** start of Raw records **

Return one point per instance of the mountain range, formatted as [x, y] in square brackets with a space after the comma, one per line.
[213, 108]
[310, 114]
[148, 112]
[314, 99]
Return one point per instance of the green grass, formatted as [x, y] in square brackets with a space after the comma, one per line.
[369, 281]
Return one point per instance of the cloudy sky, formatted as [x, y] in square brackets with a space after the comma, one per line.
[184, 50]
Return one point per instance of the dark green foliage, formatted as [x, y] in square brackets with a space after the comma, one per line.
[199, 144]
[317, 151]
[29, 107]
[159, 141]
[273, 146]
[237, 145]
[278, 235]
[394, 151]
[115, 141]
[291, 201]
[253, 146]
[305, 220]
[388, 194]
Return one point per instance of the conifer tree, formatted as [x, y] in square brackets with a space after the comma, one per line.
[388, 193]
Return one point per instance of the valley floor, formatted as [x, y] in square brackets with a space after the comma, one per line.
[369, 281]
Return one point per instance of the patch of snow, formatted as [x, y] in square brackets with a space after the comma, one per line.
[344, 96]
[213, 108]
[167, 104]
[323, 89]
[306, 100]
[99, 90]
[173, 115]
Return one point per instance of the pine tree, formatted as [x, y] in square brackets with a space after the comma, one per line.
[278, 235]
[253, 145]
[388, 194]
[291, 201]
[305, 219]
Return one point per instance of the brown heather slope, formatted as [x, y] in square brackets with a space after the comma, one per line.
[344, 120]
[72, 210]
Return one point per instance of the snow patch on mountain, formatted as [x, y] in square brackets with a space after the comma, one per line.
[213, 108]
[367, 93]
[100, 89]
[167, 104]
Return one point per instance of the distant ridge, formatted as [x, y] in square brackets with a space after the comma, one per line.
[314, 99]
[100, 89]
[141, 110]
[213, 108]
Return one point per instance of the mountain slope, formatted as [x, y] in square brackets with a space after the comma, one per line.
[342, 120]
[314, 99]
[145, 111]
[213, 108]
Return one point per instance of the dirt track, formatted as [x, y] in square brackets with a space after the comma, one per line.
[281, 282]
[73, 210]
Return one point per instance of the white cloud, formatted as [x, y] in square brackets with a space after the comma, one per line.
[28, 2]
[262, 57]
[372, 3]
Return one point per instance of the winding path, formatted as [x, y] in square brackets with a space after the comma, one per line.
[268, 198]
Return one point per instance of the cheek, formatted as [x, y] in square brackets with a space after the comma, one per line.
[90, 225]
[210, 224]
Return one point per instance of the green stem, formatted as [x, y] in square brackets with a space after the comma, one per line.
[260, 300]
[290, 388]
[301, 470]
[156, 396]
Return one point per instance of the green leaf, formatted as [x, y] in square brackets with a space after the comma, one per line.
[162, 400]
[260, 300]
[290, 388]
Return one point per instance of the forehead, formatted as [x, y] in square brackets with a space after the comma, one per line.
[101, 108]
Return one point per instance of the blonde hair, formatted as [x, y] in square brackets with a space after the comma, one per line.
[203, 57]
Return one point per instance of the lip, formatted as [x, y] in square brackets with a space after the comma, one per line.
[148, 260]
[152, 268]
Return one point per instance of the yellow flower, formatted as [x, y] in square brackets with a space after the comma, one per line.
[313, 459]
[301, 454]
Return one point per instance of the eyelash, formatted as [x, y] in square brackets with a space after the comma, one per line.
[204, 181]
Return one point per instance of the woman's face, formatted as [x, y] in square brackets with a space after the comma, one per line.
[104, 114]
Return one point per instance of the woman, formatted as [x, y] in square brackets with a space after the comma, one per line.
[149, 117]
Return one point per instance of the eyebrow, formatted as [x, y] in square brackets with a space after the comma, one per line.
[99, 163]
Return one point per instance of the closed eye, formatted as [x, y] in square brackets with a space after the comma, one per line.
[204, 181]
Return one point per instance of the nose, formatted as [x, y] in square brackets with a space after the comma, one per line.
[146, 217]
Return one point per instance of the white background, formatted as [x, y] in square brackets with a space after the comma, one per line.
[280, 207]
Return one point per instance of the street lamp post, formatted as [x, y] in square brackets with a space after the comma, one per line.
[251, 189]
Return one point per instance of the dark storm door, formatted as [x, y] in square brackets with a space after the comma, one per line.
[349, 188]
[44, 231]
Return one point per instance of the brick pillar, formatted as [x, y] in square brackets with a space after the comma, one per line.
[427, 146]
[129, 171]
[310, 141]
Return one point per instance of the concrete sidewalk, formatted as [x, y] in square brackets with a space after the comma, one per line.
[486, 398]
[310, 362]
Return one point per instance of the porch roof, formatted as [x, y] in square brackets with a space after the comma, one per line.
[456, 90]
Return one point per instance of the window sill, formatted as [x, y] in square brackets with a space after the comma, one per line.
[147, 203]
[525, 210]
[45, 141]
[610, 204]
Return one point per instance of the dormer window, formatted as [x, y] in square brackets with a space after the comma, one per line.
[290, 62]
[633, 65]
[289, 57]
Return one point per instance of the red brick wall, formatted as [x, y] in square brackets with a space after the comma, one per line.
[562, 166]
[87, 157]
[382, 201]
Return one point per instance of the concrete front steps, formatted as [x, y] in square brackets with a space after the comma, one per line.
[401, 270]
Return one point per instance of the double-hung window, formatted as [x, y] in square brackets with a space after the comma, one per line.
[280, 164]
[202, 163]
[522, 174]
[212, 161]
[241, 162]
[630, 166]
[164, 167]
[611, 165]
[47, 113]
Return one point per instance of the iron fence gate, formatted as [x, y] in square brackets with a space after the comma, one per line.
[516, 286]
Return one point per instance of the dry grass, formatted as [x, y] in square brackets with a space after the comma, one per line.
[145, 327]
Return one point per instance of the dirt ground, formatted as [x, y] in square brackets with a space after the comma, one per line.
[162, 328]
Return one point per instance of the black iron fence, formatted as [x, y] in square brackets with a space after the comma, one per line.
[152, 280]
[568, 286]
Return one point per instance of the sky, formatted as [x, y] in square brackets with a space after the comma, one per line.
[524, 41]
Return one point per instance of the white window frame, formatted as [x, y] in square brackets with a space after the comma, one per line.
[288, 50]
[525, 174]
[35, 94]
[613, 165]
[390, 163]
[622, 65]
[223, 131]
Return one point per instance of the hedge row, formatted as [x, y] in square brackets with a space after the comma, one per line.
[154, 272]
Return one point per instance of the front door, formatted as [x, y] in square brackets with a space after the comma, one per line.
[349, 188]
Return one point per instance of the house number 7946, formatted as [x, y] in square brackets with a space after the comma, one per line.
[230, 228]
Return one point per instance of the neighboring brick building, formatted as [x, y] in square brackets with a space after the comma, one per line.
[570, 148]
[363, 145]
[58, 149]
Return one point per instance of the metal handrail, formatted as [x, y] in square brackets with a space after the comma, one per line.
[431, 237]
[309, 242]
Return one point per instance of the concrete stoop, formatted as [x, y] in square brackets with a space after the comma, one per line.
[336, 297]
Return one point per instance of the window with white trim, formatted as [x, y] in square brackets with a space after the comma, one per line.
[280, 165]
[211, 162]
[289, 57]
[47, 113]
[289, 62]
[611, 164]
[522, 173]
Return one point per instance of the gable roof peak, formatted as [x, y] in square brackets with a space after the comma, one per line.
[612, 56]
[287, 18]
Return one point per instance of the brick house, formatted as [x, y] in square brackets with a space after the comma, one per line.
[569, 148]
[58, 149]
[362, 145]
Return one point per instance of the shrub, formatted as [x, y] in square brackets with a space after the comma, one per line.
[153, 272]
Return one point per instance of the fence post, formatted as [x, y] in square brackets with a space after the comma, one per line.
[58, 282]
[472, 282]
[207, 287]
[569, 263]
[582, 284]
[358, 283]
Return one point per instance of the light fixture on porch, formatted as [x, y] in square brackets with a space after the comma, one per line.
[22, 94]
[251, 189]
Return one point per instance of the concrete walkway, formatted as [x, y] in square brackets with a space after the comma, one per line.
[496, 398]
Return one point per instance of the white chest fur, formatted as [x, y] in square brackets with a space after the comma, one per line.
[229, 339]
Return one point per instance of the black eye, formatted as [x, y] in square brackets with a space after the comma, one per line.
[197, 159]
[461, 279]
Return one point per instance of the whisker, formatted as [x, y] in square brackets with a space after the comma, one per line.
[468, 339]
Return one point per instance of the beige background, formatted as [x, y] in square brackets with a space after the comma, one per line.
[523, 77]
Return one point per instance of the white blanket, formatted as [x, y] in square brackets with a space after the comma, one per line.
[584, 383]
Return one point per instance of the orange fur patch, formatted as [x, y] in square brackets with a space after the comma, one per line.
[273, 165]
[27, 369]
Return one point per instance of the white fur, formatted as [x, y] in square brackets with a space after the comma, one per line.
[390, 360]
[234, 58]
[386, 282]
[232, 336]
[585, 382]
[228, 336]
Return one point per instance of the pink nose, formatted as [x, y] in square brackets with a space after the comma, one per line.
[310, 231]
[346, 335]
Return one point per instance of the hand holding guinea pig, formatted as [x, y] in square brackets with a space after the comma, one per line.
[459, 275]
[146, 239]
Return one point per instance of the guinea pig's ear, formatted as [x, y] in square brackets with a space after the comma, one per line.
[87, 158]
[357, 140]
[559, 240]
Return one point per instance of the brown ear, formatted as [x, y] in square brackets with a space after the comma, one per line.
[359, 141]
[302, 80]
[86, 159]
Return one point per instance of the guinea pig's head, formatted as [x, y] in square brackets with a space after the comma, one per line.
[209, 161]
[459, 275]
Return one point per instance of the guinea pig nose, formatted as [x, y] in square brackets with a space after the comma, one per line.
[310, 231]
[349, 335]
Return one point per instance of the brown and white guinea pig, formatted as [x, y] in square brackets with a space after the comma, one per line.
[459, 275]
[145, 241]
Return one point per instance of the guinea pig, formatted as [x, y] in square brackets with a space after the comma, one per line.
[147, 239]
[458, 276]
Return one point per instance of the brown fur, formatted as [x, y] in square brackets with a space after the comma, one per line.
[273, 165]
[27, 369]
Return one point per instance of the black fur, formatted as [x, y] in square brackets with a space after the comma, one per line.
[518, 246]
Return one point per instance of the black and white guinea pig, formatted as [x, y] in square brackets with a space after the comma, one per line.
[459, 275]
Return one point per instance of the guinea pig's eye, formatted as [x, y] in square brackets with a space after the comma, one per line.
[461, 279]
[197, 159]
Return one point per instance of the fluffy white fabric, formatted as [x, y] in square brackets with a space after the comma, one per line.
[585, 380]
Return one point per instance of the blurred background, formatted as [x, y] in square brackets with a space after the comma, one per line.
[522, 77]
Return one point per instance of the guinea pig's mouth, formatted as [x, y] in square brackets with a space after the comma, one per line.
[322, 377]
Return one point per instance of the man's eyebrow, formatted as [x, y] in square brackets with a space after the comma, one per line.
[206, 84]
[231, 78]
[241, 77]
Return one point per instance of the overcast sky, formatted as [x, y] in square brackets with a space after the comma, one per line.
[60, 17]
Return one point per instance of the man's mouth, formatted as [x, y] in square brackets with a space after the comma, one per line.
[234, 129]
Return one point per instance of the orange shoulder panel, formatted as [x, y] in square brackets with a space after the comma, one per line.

** end of Raw records **

### The task:
Copy the items verbatim, starting at the line that contains "Return one point per instance of the overcast" and ending at the last line of the items.

### Written solution:
Return one point per instance of the overcast sky, formatted as [x, y] in square brackets with a space after the comma, one per line.
[60, 17]
Return one point per instance of the man's mouth, formatted as [x, y] in square brackets with a space after the comma, one per line.
[234, 129]
Return one point per instance of the orange shoulder panel, formatted as [x, y] in square brackets with a space after the comma, one per line.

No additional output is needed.